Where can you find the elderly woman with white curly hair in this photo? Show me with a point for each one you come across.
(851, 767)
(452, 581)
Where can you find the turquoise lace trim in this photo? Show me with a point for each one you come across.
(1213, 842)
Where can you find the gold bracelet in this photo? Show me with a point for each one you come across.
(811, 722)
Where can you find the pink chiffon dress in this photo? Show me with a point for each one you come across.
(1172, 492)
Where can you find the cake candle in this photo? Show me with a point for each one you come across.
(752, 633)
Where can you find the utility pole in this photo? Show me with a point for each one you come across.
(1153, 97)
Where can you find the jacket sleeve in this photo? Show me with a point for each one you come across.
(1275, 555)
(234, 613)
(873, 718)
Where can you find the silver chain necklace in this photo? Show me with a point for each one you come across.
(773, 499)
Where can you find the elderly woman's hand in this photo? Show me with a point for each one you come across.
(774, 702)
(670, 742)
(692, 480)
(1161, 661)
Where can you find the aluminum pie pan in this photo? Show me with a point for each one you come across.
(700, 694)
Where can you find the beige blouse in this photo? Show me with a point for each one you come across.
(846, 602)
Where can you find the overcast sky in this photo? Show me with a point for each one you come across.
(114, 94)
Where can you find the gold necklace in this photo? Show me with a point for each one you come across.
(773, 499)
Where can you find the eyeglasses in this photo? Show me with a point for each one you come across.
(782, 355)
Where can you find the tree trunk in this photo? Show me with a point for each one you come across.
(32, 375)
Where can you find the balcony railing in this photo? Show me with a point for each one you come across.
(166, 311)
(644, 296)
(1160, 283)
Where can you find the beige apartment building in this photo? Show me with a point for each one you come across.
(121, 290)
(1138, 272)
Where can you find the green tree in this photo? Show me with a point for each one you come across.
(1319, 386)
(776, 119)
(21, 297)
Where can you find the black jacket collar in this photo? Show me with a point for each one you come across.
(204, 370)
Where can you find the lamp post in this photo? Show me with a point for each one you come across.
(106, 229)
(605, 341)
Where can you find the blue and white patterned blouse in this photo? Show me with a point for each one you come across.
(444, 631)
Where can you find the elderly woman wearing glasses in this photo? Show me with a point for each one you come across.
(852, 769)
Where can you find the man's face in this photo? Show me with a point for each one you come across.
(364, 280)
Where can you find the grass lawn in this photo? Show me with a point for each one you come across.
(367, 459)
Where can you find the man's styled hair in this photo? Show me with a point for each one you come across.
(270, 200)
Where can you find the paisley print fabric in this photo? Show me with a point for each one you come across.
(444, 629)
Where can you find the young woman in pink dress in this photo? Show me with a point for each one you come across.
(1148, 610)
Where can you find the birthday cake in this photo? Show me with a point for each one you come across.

········

Your instructions.
Turn all the lines above into a numbered list, skipping any blank lines.

Output.
1. Where can you find the elderly woman with white curly hair in this photo? Show me with a point for each one you come across.
2. (851, 767)
3. (452, 581)
4. Where can you find the turquoise lace trim in this photo? Show me with a point for each one you come across.
5. (1213, 842)
6. Where can you find the gold bracelet in this photo? Show me with a point for each one you come across.
7. (811, 722)
8. Where can you find the pink chiffon dress in this photo? Show me with a point for each one you come across.
9. (1172, 492)
10. Where can you find the cake candle in this photo? Show me with a point for each one you come across.
11. (752, 633)
12. Where can you find the utility pole in this photo? Show me with a point for each one you come across.
13. (1153, 97)
14. Where can you find the jacket sleeve in this photo? Show me with a point for each one you come across.
15. (1275, 555)
16. (234, 613)
17. (873, 718)
18. Where can you find the silver chain necklace in this photo? Show me with a point for each one you come across.
19. (773, 499)
20. Where can you find the elderly woman's hand in this photo? Show me with a point for each one you come across.
21. (774, 702)
22. (670, 742)
23. (692, 480)
24. (1161, 661)
25. Where can you find the aluminum pie pan in this photo? Show me with a point for each one you come across.
26. (700, 694)
27. Where can you find the beige blouse in this photo? Show me with a point for each one you come across.
28. (846, 602)
29. Where can you find the overcast sky in this photo? Show me with a point for each one you come across.
30. (114, 94)
31. Where can you find the gold necklace in this photo? Show me with a point for each one you come across.
32. (773, 499)
33. Where can you find the eyeglasses in this photo? Show me with a point for each one you come across.
34. (782, 355)
35. Where can you find the tree trunk in this photo? Show me with a point for each one you come across.
36. (32, 375)
37. Where can you find the balcony railing in this photo? Show me with a point for each one you come across.
38. (166, 311)
39. (644, 296)
40. (1160, 283)
41. Where can you find the beige apartment building in this photo? Show me with a point for each one you come across.
42. (121, 290)
43. (1138, 272)
44. Where can you find the green tree in this photo? Show me with a point for each one you come across.
45. (1319, 386)
46. (776, 119)
47. (21, 297)
48. Where can you find the black jacket collar in this photo? Show me with a point for each one you come across.
49. (204, 370)
50. Where can you find the lamp post in this photo? Show me with a point for each one you come across.
51. (106, 229)
52. (605, 341)
53. Where can you find the blue and white patterned blouse in this photo? Show me with a point for each one you come across.
54. (444, 631)
55. Where can you find the elderly woman wearing glasses in this photo? Show me with a point for each one you come across.
56. (852, 769)
57. Where can you find the man's face in this photo? Show me with a point for each one you come across.
58. (364, 280)
59. Where can you find the grass lawn in this photo? Show me with a point for each one you come across.
60. (367, 459)
61. Where can you find the man's styled hair in this photo? Show me with a point for each one you come across.
62. (270, 200)
63. Where can you find the paisley print fabric in this photo? Show me with a point for each one you come across.
64. (444, 629)
65. Where can you find the young woman in pink dress in this photo? Show me with a point for each one you come across.
66. (1148, 610)
67. Where can you find the birthday cake in this photo? Show me with a point for each one you come across.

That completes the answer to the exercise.